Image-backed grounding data
****
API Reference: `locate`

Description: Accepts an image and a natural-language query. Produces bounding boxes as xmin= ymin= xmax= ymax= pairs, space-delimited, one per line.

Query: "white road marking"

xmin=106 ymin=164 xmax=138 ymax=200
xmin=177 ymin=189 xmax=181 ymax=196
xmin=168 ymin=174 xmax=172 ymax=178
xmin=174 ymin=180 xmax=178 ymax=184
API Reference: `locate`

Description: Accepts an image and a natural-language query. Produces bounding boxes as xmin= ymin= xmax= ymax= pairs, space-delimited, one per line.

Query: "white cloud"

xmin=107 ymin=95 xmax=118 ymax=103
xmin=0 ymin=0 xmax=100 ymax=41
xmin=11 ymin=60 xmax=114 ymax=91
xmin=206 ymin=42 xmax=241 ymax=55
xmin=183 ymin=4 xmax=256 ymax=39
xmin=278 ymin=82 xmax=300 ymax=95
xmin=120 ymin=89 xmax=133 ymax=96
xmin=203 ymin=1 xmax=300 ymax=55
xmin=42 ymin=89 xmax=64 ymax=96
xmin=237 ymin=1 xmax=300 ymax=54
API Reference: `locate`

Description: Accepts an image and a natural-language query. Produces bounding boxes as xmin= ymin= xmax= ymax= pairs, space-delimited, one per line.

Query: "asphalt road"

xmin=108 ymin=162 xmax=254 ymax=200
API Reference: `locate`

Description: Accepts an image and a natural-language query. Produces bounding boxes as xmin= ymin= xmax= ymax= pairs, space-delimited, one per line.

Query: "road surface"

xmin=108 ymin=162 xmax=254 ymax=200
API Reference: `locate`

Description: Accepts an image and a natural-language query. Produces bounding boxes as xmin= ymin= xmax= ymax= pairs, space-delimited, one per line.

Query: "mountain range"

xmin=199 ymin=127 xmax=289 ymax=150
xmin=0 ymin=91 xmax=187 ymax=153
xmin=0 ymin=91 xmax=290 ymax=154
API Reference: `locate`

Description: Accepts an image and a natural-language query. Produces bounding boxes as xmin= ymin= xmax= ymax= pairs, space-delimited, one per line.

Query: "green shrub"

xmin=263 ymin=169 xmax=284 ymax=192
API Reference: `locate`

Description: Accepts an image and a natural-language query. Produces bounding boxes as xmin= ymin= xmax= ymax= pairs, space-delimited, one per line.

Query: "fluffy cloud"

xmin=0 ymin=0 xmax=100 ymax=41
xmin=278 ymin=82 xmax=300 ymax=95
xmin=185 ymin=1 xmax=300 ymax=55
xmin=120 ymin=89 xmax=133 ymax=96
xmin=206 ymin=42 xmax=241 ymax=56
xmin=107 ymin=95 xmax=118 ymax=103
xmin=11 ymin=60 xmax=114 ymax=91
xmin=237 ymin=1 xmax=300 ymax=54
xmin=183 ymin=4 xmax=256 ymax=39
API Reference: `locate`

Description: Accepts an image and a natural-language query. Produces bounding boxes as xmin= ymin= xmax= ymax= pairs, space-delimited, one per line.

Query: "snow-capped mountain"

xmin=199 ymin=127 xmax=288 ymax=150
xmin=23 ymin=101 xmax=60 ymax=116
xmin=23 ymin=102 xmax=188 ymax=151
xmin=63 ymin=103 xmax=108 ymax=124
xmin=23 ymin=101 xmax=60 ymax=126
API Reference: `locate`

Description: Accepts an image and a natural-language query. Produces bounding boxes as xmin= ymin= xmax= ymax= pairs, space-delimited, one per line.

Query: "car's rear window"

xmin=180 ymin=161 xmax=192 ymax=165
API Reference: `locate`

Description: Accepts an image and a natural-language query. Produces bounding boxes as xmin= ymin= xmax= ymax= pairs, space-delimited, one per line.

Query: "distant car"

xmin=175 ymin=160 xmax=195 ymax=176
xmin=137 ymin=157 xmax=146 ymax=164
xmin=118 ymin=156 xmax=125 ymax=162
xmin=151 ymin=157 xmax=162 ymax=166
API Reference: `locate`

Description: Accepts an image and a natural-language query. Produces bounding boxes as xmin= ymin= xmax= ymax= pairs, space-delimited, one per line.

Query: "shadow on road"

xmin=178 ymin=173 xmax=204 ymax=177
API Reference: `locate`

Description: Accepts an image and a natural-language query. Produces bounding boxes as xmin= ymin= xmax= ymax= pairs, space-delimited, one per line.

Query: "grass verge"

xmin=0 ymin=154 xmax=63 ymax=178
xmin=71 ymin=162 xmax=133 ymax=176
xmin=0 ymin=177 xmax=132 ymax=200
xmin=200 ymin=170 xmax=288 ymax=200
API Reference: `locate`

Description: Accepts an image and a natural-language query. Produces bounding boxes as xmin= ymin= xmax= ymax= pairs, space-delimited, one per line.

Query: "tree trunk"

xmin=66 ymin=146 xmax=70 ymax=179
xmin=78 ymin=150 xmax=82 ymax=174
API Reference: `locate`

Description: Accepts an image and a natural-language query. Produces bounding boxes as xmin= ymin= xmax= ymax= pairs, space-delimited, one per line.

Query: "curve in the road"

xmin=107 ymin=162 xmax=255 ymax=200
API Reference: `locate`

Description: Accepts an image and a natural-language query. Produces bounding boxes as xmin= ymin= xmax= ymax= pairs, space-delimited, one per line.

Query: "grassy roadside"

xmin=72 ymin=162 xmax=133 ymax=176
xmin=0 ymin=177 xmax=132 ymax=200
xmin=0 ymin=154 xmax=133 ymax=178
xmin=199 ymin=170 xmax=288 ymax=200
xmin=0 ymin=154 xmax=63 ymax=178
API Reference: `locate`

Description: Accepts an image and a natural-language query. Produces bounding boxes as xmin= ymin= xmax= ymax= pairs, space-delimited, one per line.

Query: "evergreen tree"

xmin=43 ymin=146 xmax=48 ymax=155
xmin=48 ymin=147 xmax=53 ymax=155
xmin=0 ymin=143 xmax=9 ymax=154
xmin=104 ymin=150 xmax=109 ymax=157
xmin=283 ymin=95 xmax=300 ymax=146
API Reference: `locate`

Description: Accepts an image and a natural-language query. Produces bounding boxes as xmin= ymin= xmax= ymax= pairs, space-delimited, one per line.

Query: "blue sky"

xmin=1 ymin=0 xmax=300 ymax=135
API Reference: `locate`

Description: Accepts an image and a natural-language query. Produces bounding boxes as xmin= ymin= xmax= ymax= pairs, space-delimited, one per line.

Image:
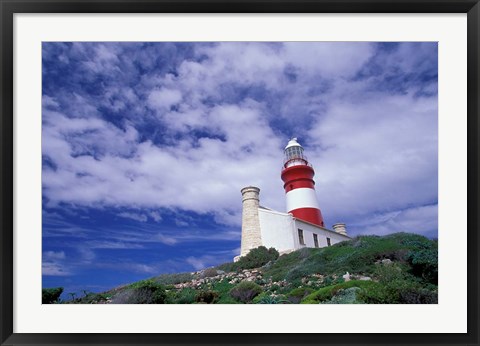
****
ABOUT THIS EXERCISE: Repeat the preceding records precisely, and leave every picture out of the copy.

FINAL ANSWER:
API Reference: `locate`

Description: Accepts an image and a natural-language query. Produces bounding boxes as xmin= ymin= xmax= ymax= pairs, space-delimited, one per line.

Query: "white road marking"

xmin=106 ymin=164 xmax=138 ymax=200
xmin=177 ymin=189 xmax=181 ymax=196
xmin=168 ymin=174 xmax=172 ymax=178
xmin=174 ymin=180 xmax=178 ymax=184
API Reference: `locate`

Description: Accepts an image and a natural-language query. Produces bounding boxes as xmin= ymin= xmax= ymax= pairs, space-delimited, one per line.

Query: "white cloud"

xmin=107 ymin=95 xmax=118 ymax=103
xmin=0 ymin=0 xmax=100 ymax=41
xmin=11 ymin=60 xmax=114 ymax=91
xmin=206 ymin=42 xmax=241 ymax=55
xmin=183 ymin=4 xmax=256 ymax=39
xmin=278 ymin=82 xmax=300 ymax=95
xmin=120 ymin=89 xmax=133 ymax=96
xmin=203 ymin=1 xmax=300 ymax=55
xmin=42 ymin=89 xmax=64 ymax=96
xmin=237 ymin=1 xmax=300 ymax=54
API Reference: `locate`

Description: Accepts an image and a natural-language query. Produces bounding boxes as xmin= ymin= xmax= ymax= pairs, space-delimited, one per line.

Query: "asphalt road"

xmin=108 ymin=162 xmax=254 ymax=200
API Reference: `locate`

Description: Accepts an image and a natural-language query. Produces bounding boxes as xmin= ymin= xmax= ymax= pairs, space-delimited, one per line.

Query: "road surface"

xmin=108 ymin=162 xmax=254 ymax=200
API Reference: `locate`

Description: Accepts an image and a natural-language query. Produces bounding boxes as xmin= ymin= xmax= ymax= pairs, space-delimited, one per line.

Query: "mountain range"

xmin=199 ymin=127 xmax=289 ymax=150
xmin=0 ymin=91 xmax=187 ymax=153
xmin=0 ymin=91 xmax=290 ymax=154
API Reference: `locate`

Description: Accepts an image and a natural-language query. Produces bounding boxes as xmin= ymin= xmax= ymax= pairs, space-delimited, one per line.

Query: "green shrub"

xmin=263 ymin=169 xmax=284 ymax=192
API Reference: `locate`

Description: Accepts an image and a natural-language query. Produces bounding boxes as xmin= ymin= xmax= ymax= pairs, space-delimited, one per line.

Query: "fluffy cloud"

xmin=0 ymin=0 xmax=100 ymax=41
xmin=278 ymin=82 xmax=300 ymax=95
xmin=185 ymin=1 xmax=300 ymax=55
xmin=120 ymin=89 xmax=133 ymax=96
xmin=206 ymin=42 xmax=241 ymax=56
xmin=107 ymin=95 xmax=118 ymax=103
xmin=11 ymin=60 xmax=114 ymax=91
xmin=237 ymin=1 xmax=300 ymax=54
xmin=183 ymin=4 xmax=256 ymax=39
API Reference: `locate`

Description: Accepts an image and a natural-language query. Produces bounding boxes as xmin= ymin= xmax= ymax= pairs, space-delimited, one per line.

Query: "snow-capped mountain"

xmin=199 ymin=127 xmax=288 ymax=150
xmin=23 ymin=101 xmax=60 ymax=116
xmin=23 ymin=102 xmax=188 ymax=151
xmin=63 ymin=103 xmax=108 ymax=124
xmin=23 ymin=101 xmax=60 ymax=126
API Reference: `locate`

Description: Accepts an image and a natural-language query. Produces bounding boxes as xmin= ymin= xmax= ymax= pairs, space-delimited, one per line.

Query: "car's rear window"

xmin=180 ymin=161 xmax=192 ymax=165
API Reference: `locate`

Description: Accepts an image and a natural-language query. Produces bounding boxes as xmin= ymin= xmax= ymax= pairs, space-delimited, one per line.

Query: "distant car"

xmin=175 ymin=160 xmax=195 ymax=176
xmin=137 ymin=157 xmax=146 ymax=164
xmin=118 ymin=156 xmax=125 ymax=162
xmin=151 ymin=157 xmax=162 ymax=166
API Reference: `locate`

Description: Accepts an image and a natural-language query. Produces bounding boxes as xmin= ymin= xmax= ymax= pairs, space-delimited, one per line.

Query: "shadow on road"

xmin=178 ymin=173 xmax=204 ymax=177
API Reference: `locate`

Description: Accepts an image and a natural-language query. Produces bounding boxes as xmin= ymin= xmax= ymax= pairs, space-delimited, one per line.

Query: "grass verge"

xmin=0 ymin=154 xmax=63 ymax=178
xmin=71 ymin=162 xmax=133 ymax=176
xmin=0 ymin=177 xmax=132 ymax=200
xmin=200 ymin=170 xmax=288 ymax=200
API Reference: `locate`

Description: Accepts an image and a natural-language query. Produces bounding boxes as xmin= ymin= xmax= ymax= pairs, space-delimited, one per line.

Query: "tree trunk"

xmin=66 ymin=146 xmax=70 ymax=179
xmin=78 ymin=150 xmax=82 ymax=174
API Reference: `locate`

Description: Accepts an image and a natural-language query. Produces bounding boxes as xmin= ymin= xmax= ymax= pairs, space-delimited, one per line.

Query: "curve in the road"

xmin=107 ymin=162 xmax=255 ymax=200
API Reference: `locate`

Description: Accepts an image and a natural-language query. Produces bounding boxes as xmin= ymin= xmax= ymax= pairs, space-delimited, one per line.

Query: "grassy roadside"

xmin=72 ymin=162 xmax=133 ymax=176
xmin=0 ymin=177 xmax=132 ymax=200
xmin=0 ymin=154 xmax=133 ymax=178
xmin=199 ymin=170 xmax=288 ymax=200
xmin=0 ymin=154 xmax=63 ymax=178
API Reference: `locate`

Description: Accepts an image and a natural-language query. Produces bounding boxes as xmin= ymin= xmax= ymax= pairs, space-delimited, one per line.

Query: "evergreen tree"

xmin=43 ymin=146 xmax=48 ymax=155
xmin=48 ymin=147 xmax=53 ymax=155
xmin=0 ymin=143 xmax=9 ymax=154
xmin=104 ymin=150 xmax=109 ymax=157
xmin=283 ymin=95 xmax=300 ymax=146
API Reference: `locate`

Description: Accepts an image and a natural-language query. Produces bounding boxes as xmin= ymin= xmax= ymax= pairs, space-delimited, one per line.

Query: "blue sky"

xmin=1 ymin=0 xmax=300 ymax=135
API Reference: `locate`

Description: Accepts an image and a natural-language query. Produces bounding boxes as xmin= ymin= xmax= ymax= pairs, space-delimited, one per line.

Image:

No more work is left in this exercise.